Copy out verbatim the lines below that open with the line containing "Note: locate the monkey's face" and close with the line containing "pixel 46 45", including both of those lines.

begin Input material

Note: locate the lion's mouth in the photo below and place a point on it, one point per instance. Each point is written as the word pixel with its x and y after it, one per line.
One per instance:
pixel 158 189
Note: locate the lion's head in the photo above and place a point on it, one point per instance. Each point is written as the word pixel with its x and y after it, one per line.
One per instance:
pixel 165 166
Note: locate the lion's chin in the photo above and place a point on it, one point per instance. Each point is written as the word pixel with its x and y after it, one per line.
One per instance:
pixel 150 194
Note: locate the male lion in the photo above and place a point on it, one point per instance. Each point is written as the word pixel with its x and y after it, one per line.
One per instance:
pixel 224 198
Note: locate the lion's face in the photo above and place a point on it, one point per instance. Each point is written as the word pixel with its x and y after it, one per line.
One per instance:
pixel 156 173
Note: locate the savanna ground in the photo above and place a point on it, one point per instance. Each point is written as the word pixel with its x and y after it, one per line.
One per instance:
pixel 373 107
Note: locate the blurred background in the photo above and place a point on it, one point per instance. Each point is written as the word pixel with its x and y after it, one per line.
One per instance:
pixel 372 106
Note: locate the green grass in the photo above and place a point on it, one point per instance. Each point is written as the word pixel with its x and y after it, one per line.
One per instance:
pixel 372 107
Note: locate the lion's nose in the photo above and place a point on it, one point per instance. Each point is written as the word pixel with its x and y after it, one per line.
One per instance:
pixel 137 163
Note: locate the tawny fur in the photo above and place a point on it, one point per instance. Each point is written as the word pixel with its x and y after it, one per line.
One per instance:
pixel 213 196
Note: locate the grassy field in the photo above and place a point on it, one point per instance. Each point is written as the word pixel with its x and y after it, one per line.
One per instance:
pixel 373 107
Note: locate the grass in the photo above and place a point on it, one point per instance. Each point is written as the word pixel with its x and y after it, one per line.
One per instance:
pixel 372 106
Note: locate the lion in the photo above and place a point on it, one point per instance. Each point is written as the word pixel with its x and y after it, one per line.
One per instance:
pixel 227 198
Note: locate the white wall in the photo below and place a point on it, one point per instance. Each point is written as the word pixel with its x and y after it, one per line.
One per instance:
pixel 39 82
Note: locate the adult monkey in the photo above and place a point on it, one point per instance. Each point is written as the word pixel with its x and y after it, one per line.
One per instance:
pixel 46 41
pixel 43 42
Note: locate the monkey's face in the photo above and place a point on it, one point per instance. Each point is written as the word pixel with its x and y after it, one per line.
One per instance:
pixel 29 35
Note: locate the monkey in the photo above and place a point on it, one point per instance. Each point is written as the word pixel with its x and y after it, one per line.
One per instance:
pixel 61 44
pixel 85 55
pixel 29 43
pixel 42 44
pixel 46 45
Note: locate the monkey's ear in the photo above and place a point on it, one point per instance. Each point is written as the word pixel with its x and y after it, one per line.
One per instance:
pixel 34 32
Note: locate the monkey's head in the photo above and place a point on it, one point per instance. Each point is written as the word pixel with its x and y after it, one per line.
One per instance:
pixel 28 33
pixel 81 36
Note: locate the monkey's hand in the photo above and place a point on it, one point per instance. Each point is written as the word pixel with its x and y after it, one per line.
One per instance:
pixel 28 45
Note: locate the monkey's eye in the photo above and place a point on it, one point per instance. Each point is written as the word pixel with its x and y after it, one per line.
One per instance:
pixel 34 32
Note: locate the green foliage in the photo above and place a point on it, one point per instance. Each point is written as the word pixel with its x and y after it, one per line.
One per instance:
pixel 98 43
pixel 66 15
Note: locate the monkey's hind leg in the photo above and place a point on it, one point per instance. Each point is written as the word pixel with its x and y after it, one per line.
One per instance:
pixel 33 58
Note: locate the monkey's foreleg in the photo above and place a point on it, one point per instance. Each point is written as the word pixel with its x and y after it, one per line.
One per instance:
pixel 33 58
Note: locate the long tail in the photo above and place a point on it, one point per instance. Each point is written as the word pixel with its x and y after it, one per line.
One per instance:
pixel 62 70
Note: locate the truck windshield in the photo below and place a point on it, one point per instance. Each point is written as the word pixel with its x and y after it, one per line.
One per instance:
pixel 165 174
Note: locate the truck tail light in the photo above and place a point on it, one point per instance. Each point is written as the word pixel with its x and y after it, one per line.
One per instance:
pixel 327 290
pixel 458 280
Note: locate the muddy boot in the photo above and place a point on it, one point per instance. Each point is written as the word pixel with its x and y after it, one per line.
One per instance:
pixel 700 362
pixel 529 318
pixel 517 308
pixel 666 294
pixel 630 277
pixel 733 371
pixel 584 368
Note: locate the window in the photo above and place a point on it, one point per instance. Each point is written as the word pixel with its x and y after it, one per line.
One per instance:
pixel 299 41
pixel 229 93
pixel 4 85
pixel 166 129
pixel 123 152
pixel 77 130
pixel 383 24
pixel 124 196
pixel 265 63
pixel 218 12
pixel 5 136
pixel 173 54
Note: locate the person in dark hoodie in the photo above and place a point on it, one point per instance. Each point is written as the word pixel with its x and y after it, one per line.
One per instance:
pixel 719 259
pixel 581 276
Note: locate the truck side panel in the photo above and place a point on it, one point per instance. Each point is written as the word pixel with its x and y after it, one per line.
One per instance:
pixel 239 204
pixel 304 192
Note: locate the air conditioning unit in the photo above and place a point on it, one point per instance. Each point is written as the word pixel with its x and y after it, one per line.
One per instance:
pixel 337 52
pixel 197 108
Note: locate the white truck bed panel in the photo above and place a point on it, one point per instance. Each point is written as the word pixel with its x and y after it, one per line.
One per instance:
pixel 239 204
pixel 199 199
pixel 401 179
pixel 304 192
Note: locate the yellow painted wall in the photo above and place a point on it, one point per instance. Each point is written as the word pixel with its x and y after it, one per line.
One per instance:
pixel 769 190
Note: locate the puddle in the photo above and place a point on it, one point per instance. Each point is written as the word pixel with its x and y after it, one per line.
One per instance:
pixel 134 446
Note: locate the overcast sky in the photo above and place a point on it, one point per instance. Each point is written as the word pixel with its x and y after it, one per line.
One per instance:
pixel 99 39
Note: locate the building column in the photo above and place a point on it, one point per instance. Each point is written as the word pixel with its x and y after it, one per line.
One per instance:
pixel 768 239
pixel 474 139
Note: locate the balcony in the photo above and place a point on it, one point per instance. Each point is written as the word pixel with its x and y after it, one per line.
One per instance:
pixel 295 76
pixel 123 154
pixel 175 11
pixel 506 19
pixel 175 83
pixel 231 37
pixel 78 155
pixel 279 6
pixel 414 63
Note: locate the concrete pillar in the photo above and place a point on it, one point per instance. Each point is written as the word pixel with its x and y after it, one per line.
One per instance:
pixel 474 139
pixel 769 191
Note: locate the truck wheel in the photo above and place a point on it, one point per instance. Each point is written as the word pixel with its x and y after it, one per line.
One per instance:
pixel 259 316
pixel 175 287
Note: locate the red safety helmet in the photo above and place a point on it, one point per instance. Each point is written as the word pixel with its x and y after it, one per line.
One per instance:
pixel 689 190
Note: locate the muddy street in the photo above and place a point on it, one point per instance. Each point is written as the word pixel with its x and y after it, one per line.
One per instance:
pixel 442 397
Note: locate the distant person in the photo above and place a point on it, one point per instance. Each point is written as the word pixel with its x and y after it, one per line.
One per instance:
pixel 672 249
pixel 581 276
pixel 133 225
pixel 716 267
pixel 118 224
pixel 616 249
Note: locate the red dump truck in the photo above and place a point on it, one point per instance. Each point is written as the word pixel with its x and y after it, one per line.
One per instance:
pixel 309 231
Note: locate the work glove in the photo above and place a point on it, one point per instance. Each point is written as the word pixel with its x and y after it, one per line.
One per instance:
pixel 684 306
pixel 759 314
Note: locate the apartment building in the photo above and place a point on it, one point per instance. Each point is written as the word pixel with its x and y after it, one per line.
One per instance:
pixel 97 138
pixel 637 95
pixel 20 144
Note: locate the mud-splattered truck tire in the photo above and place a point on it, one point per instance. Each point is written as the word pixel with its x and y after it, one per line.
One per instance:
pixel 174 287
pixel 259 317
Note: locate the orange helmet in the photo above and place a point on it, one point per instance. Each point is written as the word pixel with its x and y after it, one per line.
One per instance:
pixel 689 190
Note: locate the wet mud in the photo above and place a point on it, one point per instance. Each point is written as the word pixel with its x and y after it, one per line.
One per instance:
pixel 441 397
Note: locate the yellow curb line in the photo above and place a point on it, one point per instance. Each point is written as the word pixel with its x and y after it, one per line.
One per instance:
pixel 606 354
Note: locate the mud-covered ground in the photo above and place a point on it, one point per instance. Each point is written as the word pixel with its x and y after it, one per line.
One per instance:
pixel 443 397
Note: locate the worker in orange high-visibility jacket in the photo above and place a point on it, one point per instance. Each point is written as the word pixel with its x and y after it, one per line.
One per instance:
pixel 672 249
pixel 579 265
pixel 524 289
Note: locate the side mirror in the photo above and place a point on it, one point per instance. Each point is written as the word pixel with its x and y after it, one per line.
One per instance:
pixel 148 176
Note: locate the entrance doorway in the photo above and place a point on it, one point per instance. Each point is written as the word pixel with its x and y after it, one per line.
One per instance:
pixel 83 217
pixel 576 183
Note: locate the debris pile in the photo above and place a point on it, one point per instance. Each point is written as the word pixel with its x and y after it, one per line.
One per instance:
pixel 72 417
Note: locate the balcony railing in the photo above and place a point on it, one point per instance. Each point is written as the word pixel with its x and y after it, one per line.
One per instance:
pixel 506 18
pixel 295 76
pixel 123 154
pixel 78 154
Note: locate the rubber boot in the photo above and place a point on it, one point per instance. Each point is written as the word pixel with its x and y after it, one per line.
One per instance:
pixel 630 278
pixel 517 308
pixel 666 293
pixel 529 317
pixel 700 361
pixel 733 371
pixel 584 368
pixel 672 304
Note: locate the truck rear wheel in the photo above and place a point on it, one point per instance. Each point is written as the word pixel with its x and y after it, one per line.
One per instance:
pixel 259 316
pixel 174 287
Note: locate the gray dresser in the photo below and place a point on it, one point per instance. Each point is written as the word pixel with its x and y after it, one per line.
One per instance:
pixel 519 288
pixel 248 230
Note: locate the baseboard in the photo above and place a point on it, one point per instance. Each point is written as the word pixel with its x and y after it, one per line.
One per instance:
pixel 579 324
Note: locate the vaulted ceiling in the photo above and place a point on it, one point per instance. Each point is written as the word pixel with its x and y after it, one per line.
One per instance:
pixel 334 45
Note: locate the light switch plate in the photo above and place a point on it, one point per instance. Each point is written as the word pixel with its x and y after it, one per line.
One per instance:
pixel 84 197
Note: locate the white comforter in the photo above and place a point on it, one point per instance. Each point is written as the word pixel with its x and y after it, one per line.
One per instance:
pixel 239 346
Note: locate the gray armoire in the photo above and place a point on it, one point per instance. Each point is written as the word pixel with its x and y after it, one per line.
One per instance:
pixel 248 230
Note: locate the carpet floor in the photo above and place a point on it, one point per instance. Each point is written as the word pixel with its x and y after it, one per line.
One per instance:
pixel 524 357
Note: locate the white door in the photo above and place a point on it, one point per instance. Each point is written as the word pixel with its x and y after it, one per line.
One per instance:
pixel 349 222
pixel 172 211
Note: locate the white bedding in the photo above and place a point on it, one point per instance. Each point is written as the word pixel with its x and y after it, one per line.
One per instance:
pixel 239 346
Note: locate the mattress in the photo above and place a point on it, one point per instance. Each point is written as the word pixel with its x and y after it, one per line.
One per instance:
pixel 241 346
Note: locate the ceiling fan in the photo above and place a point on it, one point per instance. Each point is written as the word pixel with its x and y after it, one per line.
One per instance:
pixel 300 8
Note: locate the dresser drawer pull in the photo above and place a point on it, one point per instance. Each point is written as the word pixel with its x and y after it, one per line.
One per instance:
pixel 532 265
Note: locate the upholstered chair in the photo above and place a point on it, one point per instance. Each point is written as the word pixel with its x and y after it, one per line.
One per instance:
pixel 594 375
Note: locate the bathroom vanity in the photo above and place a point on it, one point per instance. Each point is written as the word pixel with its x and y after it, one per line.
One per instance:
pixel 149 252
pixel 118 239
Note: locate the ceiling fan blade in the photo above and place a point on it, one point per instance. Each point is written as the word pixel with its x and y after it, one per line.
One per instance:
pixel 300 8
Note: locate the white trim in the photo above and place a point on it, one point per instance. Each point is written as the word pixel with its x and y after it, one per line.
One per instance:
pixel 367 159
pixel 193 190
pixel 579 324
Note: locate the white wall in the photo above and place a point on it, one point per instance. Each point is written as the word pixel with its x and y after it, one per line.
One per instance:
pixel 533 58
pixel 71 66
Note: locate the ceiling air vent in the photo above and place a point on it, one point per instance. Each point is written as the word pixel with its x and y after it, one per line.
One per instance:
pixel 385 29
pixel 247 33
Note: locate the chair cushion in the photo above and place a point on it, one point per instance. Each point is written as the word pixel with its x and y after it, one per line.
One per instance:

end Input material

§ Response for this exercise:
Note: locate the monkey's face in the photo above and place a point on it, one point per instance. Each point is written as the word pixel with its x and y after it, one per line.
One per instance:
pixel 29 35
Note: locate the monkey in the photo above and place a point on it, one point per instance. Each point is written as the word pixel with its x and y after it, one per line.
One per instance:
pixel 61 44
pixel 85 55
pixel 29 43
pixel 42 44
pixel 46 45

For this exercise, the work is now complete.